## Problem to solve
Search term "distant": please copy every line of the records below that contains it.

## Task input
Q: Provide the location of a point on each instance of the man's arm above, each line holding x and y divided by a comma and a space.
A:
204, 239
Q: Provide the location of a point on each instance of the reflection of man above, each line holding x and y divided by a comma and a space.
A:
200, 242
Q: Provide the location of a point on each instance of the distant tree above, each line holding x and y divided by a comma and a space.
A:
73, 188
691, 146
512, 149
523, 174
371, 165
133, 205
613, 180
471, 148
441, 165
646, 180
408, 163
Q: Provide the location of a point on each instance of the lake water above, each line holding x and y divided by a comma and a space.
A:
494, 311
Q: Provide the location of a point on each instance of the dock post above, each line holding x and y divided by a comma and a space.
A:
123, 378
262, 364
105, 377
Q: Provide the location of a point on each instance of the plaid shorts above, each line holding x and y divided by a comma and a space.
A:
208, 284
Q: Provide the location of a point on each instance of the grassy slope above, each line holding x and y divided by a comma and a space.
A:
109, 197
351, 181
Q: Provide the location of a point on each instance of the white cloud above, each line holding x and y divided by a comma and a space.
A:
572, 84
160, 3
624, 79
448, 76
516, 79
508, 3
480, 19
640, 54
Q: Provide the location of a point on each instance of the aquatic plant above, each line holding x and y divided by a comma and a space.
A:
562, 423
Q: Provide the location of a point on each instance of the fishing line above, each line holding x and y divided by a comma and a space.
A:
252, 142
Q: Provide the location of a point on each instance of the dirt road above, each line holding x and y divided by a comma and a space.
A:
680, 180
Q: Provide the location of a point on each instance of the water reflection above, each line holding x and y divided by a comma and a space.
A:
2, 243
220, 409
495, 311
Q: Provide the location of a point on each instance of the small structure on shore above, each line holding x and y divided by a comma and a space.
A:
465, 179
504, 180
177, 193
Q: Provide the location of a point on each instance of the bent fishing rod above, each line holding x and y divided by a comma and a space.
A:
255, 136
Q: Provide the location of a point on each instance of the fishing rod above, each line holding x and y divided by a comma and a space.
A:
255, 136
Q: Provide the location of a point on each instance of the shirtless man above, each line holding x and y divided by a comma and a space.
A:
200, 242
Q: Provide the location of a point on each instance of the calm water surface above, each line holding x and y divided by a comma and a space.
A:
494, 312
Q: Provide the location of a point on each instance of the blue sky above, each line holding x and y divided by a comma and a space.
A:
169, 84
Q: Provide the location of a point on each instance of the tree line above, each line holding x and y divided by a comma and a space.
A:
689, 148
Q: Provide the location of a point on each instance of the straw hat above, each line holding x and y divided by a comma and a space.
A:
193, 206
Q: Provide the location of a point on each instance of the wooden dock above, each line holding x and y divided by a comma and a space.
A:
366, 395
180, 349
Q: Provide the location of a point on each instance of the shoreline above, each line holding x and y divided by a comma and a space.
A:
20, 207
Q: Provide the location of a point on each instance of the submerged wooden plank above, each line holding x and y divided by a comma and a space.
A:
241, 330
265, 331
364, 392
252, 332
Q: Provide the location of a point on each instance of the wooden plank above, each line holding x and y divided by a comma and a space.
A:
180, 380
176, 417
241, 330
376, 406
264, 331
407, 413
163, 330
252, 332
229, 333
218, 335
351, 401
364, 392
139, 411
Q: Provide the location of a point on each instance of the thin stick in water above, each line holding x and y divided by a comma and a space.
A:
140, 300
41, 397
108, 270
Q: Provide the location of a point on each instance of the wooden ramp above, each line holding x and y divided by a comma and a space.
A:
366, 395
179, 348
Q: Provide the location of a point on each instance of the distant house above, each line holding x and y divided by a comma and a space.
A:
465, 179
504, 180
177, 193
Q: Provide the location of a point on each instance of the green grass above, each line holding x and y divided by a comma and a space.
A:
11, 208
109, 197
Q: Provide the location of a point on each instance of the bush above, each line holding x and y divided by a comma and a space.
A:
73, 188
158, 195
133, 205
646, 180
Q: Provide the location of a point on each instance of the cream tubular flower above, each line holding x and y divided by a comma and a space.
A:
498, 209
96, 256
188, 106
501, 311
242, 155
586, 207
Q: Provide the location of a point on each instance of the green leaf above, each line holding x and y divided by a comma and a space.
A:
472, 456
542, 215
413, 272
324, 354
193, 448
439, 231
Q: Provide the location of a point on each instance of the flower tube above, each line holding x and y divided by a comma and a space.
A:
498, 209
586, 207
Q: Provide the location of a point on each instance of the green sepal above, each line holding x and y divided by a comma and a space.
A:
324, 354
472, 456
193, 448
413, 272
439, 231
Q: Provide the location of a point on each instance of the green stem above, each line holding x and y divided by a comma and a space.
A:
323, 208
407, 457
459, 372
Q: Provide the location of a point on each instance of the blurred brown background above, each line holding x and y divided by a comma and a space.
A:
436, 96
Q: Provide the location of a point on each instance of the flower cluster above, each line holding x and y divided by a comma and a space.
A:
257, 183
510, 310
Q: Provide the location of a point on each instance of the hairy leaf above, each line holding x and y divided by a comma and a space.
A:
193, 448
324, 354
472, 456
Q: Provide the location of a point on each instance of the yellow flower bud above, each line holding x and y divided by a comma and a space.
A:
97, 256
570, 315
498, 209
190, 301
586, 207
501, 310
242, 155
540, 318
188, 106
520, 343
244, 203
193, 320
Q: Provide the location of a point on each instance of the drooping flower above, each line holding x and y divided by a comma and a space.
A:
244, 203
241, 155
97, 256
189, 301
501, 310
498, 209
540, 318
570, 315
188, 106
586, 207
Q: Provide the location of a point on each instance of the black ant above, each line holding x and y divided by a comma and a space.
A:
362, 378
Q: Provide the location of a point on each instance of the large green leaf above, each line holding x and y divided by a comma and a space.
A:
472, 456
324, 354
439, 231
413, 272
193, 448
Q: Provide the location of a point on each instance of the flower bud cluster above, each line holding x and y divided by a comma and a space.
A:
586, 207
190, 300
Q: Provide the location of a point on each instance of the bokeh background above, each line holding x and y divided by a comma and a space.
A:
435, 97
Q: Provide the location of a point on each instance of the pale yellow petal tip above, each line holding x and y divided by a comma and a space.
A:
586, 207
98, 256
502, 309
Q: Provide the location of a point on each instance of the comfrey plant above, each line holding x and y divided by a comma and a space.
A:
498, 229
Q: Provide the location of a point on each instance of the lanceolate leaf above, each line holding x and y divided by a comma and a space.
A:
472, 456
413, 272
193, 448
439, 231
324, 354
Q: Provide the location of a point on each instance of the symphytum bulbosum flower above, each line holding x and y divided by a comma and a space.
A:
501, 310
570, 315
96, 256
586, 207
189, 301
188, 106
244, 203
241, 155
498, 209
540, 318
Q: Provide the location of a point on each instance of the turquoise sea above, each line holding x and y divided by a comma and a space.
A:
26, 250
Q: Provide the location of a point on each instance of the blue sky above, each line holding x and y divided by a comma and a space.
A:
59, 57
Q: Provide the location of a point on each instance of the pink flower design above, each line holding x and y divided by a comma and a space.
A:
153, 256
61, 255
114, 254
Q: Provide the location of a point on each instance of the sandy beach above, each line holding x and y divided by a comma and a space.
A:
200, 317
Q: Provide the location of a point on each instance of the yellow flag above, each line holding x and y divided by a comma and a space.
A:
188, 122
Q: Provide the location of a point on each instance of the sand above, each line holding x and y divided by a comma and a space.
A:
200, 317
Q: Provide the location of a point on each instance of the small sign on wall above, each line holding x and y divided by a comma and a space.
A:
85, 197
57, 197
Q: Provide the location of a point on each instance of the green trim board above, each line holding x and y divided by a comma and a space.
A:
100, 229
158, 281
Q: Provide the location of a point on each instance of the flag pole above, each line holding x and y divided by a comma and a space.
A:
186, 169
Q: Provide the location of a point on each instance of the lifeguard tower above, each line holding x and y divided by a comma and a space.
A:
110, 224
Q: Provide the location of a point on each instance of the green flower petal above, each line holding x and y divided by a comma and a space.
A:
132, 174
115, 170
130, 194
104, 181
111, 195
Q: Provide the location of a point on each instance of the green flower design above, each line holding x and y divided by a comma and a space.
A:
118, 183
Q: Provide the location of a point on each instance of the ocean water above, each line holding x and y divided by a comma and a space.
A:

## Output for this exercise
Q: Provide the location of a point on each instance of the distant tree above, each line holding x and y divided by a comma and a space.
Q: Provide the location of a point on each instance of the distant house above, each line holding x and y divided by a comma and a space.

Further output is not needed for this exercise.